>> start Text shown

Nashville Voted To Give Poor People, Locals New Construction Jobs. But the State GOP Blocked It.
This was reposted from In These Times.
Last summer, with the backing of regional labor leaders and community groups, the city of Nashville approved an ordinance requiring large, municipally funded construction projects to devote 10 percent of their hiring to low-income residents. The ballot initiative, which also stipulated that 40 percent of such hires should reside in Nashville’s Davidson County, came amid an historic surge in building projects in the city’s downtown area.
Last year, the New York Times reported that more than $2 billion worth of construction projects that developers have initiated in the city are poised to reshape Nashville’s skyline. The local hire ordinance, known as Amendment 3, sought to make sure that the city’s poorest residents saw some benefit portions of the city’s building boom by leveraging the Nashville’s government’s contracts with private businesses in an attempt to reduce local poverty, which stands at nearly 20 percent for adults and at roughly 30 percent for children in the Nashville area.
Yet within weeks of the ordinance passing into law, Republicans in the state legislature introduced a bill to roll back Nashville’s new law and prevent other cities in the state from implementing anything like it.
In September, a Republican representative also requested that the state’s Republican attorney general issue an opinion on whether the city law was legal in the first place. After the attorney general’s office asserted that the local-hire rule indeed violated a state law that governs licensing, the bill to invalidate Nashville’s new law moved steadily through the legislature.
The state’s move exasperated local leaders, who emphasized that Amendment 3 had been strongly approved by Nashville residents in a referendum. Jason Freeman, the co-chair of the Economic Equity and Jobs taskforce at Nashville Organized for Action and Hope (NOAH), a local community group, noted that Amendment 3 by itself was more popular with voters that day than any of the leading candidates. “Amendment 3 was approved a hair under 57,000 votes more votes won by anyone at large or citywide,” says Freeman, “of all the options on the ballot was the election’s highest vote tally.”
Yet Amendment 3’s hefty win in liberal-leaning Nashville seemed to mean little to the state’s legislature.
“Another issue that has been brought in opposition to my bill, which would nullify the charter amendment, is that we are overturning the will of the voters of Nashville,” said Republican state senator Jack Johnson, who sponsored the bill to preempt Nashville’s local hire law, according to the Tennessean. “In fact we are.”
And the legislature’s vote on the bill, which state lawmakers approved in February, was part of a series of so-called local preemption laws that have swept not only Tennessee but the rest of the country in recent months and years. State legislatures seeking to stop local governments from enacting their own rules are nothing new, but, as many cities have become increasingly filled with progressive values in states with conservative legislatures, interest in preemption laws seen a recent uptick. And, responding to a bevy of local efforts to increase local minimum wages and strengthen protections for workers, there has been a particularly pronounced push in recent months to stop counties and cities from implementing their own labor rules. In recent weeks, for instance, a preemption bill overturned Birmingham, Alabama’s ordinance that would incrementally raise the city’s minimum wage to $10.10 an hour, one of the only local laws of its kind in the Southeast. Idaho’s legislature also just passed a similar measure.
Worker advocates in Tennessee say that preemption laws have repeatedly stymied some of their most important efforts to tackle poverty and working conditions at the local level. Over the past several years Tennessee’s legislature passed laws banning localities from strengthening the enforcement of wage theft, requiring employers to provide paid sick leave, and mandating prevailing wages, according to the management-side labor law firm Jackson Lewis.

>> end Text shown
>> start Supplied data

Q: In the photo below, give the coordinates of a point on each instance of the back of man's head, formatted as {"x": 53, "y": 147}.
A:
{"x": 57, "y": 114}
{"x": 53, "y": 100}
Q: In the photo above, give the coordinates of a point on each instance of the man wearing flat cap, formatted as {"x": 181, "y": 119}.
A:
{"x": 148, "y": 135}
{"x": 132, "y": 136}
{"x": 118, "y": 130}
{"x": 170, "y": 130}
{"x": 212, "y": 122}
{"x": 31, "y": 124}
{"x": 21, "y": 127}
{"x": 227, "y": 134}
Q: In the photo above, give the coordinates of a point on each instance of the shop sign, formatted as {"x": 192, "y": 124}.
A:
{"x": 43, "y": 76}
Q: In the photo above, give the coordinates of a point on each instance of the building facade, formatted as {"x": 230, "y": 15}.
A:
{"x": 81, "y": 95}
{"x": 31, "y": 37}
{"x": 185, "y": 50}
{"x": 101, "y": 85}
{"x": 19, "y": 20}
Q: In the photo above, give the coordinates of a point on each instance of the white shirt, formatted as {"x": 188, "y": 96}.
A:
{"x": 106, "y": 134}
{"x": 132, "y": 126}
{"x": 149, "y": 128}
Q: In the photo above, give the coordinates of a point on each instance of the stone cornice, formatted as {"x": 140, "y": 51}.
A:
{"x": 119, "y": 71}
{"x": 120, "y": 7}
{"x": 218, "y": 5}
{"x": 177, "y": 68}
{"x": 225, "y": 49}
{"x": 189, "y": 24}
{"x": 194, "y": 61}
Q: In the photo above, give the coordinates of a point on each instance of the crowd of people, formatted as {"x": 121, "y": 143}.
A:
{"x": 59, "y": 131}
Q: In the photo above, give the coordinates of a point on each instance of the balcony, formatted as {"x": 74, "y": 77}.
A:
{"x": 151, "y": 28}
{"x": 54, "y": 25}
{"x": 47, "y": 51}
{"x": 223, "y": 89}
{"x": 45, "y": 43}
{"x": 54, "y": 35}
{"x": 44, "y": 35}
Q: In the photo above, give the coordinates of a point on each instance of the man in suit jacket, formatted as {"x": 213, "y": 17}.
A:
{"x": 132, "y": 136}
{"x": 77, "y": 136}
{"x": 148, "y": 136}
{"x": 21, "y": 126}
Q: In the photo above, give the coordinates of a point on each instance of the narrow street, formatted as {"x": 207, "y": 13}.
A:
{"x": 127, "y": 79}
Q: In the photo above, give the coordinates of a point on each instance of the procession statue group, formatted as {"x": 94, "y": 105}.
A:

>> end Supplied data

■ **Your task**
Update the Nashville local-hire article, starting at "Yet within weeks" and ending at "through the legislature.", swapping "legislature" for "statehouse".

■ **Output for this exercise**
Yet within weeks of the ordinance passing into law, Republicans in the state statehouse introduced a bill to roll back Nashville’s new law and prevent other cities in the state from implementing anything like it.
In September, a Republican representative also requested that the state’s Republican attorney general issue an opinion on whether the city law was legal in the first place. After the attorney general’s office asserted that the local-hire rule indeed violated a state law that governs licensing, the bill to invalidate Nashville’s new law moved steadily through the statehouse.